MATERIAL TO PROCESS:

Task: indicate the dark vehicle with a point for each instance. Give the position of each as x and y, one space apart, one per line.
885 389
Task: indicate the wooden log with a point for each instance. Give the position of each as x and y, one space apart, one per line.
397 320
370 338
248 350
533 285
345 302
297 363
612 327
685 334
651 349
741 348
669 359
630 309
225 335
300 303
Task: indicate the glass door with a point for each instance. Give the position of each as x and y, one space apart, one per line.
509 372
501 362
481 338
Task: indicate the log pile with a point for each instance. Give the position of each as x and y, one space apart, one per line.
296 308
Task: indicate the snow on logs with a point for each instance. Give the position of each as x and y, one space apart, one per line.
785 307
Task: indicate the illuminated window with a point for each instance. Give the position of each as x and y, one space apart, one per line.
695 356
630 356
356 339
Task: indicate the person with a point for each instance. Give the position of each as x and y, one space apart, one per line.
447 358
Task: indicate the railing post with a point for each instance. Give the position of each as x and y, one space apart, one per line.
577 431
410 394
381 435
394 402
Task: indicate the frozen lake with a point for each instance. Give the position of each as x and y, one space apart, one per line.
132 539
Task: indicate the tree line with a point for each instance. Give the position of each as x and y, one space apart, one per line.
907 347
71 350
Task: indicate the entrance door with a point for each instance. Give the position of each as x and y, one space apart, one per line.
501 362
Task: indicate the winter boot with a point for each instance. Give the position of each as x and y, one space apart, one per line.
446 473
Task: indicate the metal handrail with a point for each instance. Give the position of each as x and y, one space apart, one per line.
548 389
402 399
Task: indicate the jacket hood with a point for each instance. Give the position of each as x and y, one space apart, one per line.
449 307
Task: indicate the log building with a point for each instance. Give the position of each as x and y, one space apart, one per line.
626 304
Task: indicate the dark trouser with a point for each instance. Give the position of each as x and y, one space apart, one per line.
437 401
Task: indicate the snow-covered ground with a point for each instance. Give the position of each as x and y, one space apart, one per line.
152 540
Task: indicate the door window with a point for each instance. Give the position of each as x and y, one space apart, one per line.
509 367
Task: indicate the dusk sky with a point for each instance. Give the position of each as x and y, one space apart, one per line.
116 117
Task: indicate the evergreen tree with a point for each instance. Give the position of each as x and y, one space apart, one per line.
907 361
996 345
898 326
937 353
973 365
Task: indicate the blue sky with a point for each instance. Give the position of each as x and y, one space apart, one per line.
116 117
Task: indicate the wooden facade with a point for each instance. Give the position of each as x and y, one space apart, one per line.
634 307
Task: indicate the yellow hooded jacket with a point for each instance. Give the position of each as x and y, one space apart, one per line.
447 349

DIRECTIONS:
Restate every line of the data word for word.

RESPONSE BELOW:
Task: indicate the dark vehicle with a point for each instance. Give the position of each as x and y, one space apart, one per line.
885 389
Task: indicate the wooden log with a point for each instance. Give the position of each as x and y, one space apart, one per line.
397 320
370 338
248 350
533 285
345 302
297 363
612 327
685 334
651 349
741 348
669 359
630 309
225 335
300 303
Task: indicate the glass door with a point for each instance. Give the position of each as x and y, one space apart, one per line.
509 372
501 362
481 338
Task: indicate the log pile with a point for each instance. Give the position of each as x and y, one space apart, one per line.
296 308
Task: indicate the snow on logs with a point for each instance. Give the position of each as x and y, one space apart, one per line.
785 307
Task: indicate the illuminated window with a point for each instance. Give the position of each as x and y, one space apart, one per line.
695 356
630 356
356 339
Task: indicate the person with a point for each instance. Give the position of each as x and y, one space apart, one per line.
447 358
Task: indicate the railing post with a point for each instance. Give the position of each as x and y, one space apart, one per line.
577 431
410 394
381 435
394 402
Task: indicate the frozen lake with a point for each instance. Give the position of each as x and y, one space apart, one per line.
132 539
Task: indicate the tree line with a point for each instance. Give the position of each as x and y, one space apart, one per line.
907 347
71 350
Task: indicate the entrance door with a point for each instance. Give the position of each as x and y, one space apart, one per line.
501 362
Task: indicate the winter boot with a point for each instance. Give the position of each as x and y, one space apart, one per line.
446 473
Task: indicate the metal handrail with a point for each instance. Give the position of each as x and y, one space apart, one per line.
548 389
402 399
Task: indicate the jacket hood with a point for each instance. Give the position of each as x and y, one space apart, one per line.
449 307
Task: indicate the log building with a point for each instance. Give the position of each as x and y, one space apart, one per line.
626 304
Task: indicate the dark trouser with a point for each instance. Give the position of each as x and y, one space apart, one per line.
437 401
Task: indicate the snow-covered ground with a point for each instance. Give the position of each as x and y, one space apart, one per line.
152 540
Task: indicate the door window with a point for each instance. Give the position of each as x and y, one space apart, one per line.
509 367
Task: indicate the dusk sky with a point for each instance. Give the position of each as x and y, one space apart, one per line.
116 117
Task: indicate the evergreen tree with a point for each instance. Give the position of each as x and y, one space apart, one per line.
907 361
996 345
898 326
937 353
973 365
Task: indicate the blue sky with a point for each instance. Give the position of each as x and y, one space apart, one per line.
116 117
Task: indicate the wooden facade with a point for each instance. Give the position of each as x and y, one space apart, one per line.
634 307
Task: indicate the yellow hooded jacket with a point for each instance. Give the position of each as x and y, one space apart, one per line.
447 349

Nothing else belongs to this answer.